** Exercise task **
Output nothing but the lines from the line with "of the wheel" through the end of the listing below, both ends included.

** Supplied records **

******************************

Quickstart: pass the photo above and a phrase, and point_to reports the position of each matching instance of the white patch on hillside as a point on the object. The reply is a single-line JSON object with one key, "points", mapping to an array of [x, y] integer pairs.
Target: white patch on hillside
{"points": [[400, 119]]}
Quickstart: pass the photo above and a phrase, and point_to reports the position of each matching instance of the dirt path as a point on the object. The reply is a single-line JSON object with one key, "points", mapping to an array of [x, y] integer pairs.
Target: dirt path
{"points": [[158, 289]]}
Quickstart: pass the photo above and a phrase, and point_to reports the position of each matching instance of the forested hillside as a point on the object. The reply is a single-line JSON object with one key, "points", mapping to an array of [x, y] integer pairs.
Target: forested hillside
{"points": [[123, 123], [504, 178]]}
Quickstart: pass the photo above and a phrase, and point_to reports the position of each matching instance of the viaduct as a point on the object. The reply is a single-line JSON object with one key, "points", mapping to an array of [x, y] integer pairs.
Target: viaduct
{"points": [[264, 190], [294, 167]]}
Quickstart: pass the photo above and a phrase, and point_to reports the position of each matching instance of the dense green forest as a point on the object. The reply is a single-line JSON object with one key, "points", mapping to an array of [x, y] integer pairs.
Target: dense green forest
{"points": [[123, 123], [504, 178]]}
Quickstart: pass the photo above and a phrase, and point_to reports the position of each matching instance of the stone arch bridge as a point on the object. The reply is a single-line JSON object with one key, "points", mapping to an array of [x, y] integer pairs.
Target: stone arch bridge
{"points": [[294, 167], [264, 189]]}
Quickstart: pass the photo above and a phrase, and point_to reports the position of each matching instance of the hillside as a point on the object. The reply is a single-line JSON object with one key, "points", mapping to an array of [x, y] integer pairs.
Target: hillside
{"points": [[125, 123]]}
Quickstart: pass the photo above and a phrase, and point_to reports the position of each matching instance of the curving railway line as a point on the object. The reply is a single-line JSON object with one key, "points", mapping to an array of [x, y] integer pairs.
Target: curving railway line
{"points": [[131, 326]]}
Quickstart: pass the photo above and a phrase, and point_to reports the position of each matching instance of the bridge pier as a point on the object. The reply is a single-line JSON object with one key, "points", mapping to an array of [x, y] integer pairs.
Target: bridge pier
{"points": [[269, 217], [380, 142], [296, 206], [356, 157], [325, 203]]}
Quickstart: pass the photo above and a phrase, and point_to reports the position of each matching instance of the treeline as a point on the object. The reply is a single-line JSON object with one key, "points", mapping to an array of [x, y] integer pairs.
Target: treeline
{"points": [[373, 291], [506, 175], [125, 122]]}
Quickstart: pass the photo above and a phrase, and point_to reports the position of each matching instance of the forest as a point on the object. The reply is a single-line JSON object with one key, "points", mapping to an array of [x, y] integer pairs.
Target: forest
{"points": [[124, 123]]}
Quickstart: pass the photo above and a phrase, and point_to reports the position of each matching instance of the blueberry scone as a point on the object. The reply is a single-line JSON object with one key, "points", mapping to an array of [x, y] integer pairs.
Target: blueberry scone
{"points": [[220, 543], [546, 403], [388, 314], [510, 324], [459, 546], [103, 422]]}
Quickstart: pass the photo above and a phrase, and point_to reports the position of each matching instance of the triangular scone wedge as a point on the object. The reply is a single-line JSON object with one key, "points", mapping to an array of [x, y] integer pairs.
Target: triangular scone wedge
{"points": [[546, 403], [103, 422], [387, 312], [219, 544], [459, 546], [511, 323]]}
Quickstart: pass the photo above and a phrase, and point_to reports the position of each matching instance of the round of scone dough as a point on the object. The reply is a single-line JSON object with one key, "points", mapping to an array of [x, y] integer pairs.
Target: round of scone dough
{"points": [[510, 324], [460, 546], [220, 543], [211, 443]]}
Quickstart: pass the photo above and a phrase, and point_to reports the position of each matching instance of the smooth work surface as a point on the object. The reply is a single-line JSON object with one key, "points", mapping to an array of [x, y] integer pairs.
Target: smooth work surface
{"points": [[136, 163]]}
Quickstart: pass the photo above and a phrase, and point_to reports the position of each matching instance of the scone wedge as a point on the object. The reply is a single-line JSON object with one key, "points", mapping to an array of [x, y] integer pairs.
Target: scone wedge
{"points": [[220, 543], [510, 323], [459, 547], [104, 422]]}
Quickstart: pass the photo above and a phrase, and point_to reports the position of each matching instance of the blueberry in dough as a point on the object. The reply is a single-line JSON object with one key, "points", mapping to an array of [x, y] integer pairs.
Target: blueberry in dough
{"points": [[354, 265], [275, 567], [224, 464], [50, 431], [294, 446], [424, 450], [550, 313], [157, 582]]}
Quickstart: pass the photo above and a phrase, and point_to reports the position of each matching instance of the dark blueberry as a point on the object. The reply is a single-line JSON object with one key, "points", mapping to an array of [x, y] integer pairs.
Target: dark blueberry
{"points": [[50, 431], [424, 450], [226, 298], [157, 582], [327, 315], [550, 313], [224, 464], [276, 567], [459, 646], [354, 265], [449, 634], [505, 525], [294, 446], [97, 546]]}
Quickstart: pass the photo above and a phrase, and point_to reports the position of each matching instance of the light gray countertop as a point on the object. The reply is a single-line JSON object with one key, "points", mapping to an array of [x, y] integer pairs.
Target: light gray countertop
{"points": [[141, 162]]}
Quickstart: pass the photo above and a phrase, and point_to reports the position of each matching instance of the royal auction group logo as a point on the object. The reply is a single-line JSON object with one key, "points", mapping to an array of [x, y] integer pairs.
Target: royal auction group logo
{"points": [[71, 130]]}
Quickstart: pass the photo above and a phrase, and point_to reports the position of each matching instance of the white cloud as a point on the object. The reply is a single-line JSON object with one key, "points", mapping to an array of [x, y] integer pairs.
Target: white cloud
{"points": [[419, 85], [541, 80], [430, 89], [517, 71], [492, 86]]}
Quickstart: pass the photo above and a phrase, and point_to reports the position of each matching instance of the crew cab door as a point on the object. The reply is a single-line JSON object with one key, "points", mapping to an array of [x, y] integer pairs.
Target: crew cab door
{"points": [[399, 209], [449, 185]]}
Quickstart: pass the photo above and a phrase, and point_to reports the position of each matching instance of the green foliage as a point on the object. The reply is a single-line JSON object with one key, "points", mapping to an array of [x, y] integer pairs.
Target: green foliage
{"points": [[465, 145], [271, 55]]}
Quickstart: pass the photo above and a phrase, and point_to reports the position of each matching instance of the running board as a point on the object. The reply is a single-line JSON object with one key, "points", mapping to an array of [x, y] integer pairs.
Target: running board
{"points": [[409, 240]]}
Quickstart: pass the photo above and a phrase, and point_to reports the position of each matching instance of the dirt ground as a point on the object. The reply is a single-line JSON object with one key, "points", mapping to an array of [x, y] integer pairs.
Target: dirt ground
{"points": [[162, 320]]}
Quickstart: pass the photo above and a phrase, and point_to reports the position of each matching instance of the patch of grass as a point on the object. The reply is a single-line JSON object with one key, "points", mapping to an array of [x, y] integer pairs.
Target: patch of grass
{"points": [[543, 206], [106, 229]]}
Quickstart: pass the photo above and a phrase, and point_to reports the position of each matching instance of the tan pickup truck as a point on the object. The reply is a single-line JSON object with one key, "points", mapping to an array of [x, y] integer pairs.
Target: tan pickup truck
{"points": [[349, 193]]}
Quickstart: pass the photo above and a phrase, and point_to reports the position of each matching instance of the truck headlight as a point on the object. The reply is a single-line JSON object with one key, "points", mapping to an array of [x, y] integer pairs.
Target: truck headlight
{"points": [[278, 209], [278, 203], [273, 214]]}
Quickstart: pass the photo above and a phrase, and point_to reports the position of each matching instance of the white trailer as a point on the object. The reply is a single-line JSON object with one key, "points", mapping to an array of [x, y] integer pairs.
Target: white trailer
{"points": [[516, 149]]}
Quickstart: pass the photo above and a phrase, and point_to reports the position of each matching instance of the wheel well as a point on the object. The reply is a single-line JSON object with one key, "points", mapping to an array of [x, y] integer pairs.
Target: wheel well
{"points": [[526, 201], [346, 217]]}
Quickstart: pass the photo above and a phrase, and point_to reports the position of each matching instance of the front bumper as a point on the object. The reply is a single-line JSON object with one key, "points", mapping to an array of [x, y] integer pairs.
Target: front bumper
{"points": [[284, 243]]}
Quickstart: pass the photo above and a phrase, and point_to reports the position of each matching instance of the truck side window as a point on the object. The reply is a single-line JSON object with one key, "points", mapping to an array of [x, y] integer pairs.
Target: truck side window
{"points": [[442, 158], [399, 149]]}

******************************

** In response **
Quickstart: pass the photo above and a phrase, and point_to reports the position of each matching instance of the wheel well as a point on the object. The reply is a single-line JSON object with one key, "points", mapping to an array of [x, y] integer pairs.
Target: wheel well
{"points": [[526, 201], [346, 217]]}
Quickstart: pass the photo above and a phrase, and point_to reports the position of each matching instance of the front bumper as a point on the object. The reply is a single-line JSON object with one key, "points", mapping to an array of [x, y] integer pairs.
Target: front bumper
{"points": [[284, 243]]}
Quickstart: pass the photo above and a phrase, and point_to reports the position of each matching instance of the truck side window as a point on the object. The reply is a single-line JSON object with one key, "points", mapping to an array of [x, y] integer pairs.
Target: truck side window
{"points": [[442, 158], [399, 149]]}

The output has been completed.